# Crossroad, a piece for trumpet and piano



## Omnimusic (Jun 11, 2016)

Hello,

Here is another of my compositions. This time, it is not 19th century style. It is a piece for piano and trumpet (C-trumpet). The rhythm is like a tango (or habanera) in a Jazz-like shape. The solo mid-part was rapidly and rather wildly (LOL) improvised on the piano, and after recording it, I reconstructed the notes on the computer.

I am really interested to know what you think about it.

The music is at: http://picosong.com/wsAQ3


----------



## Phil loves classical (Feb 8, 2017)

reminds me of Miles or Herbie. well put together.


----------



## Omnimusic (Jun 11, 2016)

Phil loves classical said:


> reminds me of Miles or Herbie. well put together.


Hello Phil

Thanks a lot for your comment. I should say that this piece was sort of an experiment for me. As a composer, it is a bit outside of my comfort zone, but it was really great fun to play around with the different chords.


----------



## KjellPrytz (Dec 16, 2016)

Very beautiful music. I love it. The two themes fit perfectly as contrasts, the second theme in the middle might even be a bit longer for better balance. The piano play is amazing, the trumpet too but may reverb slightly more.
Thanks for sharing


----------



## Omnimusic (Jun 11, 2016)

+ + +

## Objectives
- A) Please recast the listing below as a JSON list of strings, one string per line with blank lines left out, starting with its first line and going through the line that contains "[(152, 17)]".
- B) Continue the forum thread about the trumpet and piano piece from the point where it stops.

+ + +

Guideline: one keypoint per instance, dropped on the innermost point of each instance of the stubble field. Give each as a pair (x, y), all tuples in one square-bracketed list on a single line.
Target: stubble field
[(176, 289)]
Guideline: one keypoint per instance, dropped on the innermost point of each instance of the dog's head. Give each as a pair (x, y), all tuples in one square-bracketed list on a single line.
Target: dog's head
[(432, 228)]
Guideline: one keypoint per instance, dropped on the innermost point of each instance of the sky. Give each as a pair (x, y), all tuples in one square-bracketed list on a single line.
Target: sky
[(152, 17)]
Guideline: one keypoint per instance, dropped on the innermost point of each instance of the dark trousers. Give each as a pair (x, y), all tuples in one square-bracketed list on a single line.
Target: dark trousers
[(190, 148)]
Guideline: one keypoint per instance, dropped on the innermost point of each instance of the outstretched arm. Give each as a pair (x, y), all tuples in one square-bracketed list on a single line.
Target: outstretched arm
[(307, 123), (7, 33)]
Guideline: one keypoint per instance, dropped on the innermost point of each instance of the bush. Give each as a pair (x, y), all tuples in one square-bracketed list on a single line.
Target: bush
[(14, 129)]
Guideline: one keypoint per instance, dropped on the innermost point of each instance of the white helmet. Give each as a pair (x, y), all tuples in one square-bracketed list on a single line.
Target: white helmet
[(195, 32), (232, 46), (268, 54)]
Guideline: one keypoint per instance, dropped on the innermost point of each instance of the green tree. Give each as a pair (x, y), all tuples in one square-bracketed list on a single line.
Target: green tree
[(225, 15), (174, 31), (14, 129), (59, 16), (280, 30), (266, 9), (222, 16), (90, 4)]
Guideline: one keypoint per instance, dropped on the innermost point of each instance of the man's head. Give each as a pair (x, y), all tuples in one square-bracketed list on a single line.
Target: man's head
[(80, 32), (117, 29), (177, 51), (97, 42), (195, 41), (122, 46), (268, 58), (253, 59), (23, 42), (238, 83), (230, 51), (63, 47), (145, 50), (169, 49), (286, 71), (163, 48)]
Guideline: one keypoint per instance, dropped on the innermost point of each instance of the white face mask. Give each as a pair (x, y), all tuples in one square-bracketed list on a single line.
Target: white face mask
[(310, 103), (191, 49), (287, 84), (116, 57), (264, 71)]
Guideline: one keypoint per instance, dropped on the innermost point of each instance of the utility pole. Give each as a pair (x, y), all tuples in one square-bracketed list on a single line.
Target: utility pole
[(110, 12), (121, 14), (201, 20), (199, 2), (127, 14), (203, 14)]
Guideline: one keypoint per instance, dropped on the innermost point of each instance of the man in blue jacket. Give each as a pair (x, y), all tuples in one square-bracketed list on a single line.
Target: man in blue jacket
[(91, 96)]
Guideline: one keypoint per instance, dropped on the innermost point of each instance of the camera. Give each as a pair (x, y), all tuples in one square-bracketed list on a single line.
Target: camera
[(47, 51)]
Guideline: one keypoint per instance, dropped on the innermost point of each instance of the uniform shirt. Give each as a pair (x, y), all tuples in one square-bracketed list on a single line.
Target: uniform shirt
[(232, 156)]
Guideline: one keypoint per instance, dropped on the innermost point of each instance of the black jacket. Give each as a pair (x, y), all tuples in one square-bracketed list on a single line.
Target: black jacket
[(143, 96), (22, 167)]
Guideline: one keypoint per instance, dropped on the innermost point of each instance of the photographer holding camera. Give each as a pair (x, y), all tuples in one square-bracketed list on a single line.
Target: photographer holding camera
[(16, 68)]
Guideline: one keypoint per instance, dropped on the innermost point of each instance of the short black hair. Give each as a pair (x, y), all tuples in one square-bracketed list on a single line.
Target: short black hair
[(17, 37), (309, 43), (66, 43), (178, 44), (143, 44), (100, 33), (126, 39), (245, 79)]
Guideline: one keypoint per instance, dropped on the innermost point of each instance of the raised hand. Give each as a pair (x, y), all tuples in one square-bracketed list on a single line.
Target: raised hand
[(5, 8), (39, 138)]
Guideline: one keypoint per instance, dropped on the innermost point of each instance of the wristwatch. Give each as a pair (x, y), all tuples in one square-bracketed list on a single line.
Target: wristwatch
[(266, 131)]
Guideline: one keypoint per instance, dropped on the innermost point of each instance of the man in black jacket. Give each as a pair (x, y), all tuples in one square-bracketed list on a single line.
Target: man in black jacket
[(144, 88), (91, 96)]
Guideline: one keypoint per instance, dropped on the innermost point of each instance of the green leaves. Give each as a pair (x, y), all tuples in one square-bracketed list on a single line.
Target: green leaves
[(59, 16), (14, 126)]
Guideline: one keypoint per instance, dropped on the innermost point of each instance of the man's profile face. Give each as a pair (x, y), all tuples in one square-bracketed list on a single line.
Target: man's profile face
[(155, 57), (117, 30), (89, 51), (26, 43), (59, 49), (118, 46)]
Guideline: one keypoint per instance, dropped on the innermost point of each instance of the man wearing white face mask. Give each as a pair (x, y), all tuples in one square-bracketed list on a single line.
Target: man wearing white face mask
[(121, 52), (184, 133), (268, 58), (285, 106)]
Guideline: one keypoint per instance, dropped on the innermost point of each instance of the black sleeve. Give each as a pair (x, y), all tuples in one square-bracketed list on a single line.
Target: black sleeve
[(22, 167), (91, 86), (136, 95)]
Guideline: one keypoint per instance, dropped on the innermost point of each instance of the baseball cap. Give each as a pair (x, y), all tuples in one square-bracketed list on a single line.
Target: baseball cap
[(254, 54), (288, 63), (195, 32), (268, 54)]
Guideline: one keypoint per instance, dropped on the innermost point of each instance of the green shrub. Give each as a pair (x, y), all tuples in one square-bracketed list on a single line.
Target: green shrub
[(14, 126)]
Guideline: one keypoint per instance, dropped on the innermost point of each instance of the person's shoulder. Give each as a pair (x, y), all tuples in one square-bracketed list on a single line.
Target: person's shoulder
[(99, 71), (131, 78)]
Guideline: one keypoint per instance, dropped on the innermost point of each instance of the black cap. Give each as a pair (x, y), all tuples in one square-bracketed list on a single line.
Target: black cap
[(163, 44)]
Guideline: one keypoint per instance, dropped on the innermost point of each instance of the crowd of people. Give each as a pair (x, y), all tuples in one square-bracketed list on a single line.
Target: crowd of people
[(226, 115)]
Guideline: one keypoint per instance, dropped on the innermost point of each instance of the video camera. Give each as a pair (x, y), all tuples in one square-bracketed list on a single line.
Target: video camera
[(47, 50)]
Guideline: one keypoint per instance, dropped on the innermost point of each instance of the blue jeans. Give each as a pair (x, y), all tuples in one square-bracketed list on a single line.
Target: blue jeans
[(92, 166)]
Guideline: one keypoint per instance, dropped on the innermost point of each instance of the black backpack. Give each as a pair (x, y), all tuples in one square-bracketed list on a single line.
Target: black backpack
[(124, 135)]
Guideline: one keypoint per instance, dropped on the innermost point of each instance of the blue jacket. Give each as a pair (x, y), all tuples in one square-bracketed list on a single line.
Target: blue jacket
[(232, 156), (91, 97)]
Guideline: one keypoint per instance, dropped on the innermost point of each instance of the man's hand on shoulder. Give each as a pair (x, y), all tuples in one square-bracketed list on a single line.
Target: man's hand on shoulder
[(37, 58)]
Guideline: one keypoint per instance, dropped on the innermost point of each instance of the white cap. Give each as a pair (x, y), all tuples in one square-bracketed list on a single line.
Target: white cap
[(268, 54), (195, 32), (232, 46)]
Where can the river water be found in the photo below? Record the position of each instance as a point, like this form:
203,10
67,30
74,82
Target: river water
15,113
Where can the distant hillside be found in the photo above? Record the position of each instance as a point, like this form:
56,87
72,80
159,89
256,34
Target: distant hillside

+ + +

## Per-task answers
- A)
[
  "Guideline: one keypoint per instance, dropped on the innermost point of each instance of the stubble field. Give each as a pair (x, y), all tuples in one square-bracketed list on a single line.",
  "Target: stubble field",
  "[(176, 289)]",
  "Guideline: one keypoint per instance, dropped on the innermost point of each instance of the dog's head. Give each as a pair (x, y), all tuples in one square-bracketed list on a single line.",
  "Target: dog's head",
  "[(432, 228)]",
  "Guideline: one keypoint per instance, dropped on the innermost point of each instance of the sky. Give each as a pair (x, y), all tuples in one square-bracketed list on a single line.",
  "Target: sky",
  "[(152, 17)]"
]

- B)
KjellPrytz said:


> Very beautiful music. I love it. The two themes fit perfectly as contrasts, the second theme in the middle might even be a bit longer for better balance. The piano play is amazing, the trumpet too but may reverb slightly more.
> Thanks for sharing


Thanks a lot, Kjell for your comments.

I am glad that you like it. I agree entirely with you that the middle part could (should) be longer. If this piece is ever going to be played by Jazz musicians, I am certain that they would do this, since the middle part is actually the most improvisational part, and you can do whatever you feel is suitable. The trumpet sound is of course only a poor electronic replica of the real thing. I am sure that a trumpet player would make a great deal more out of it. Some people told me that they would prefer to have more of a vibrato, but personally, I like the kind of a "flat-half-muted Miles" style for this piece.

Thanks again for your input.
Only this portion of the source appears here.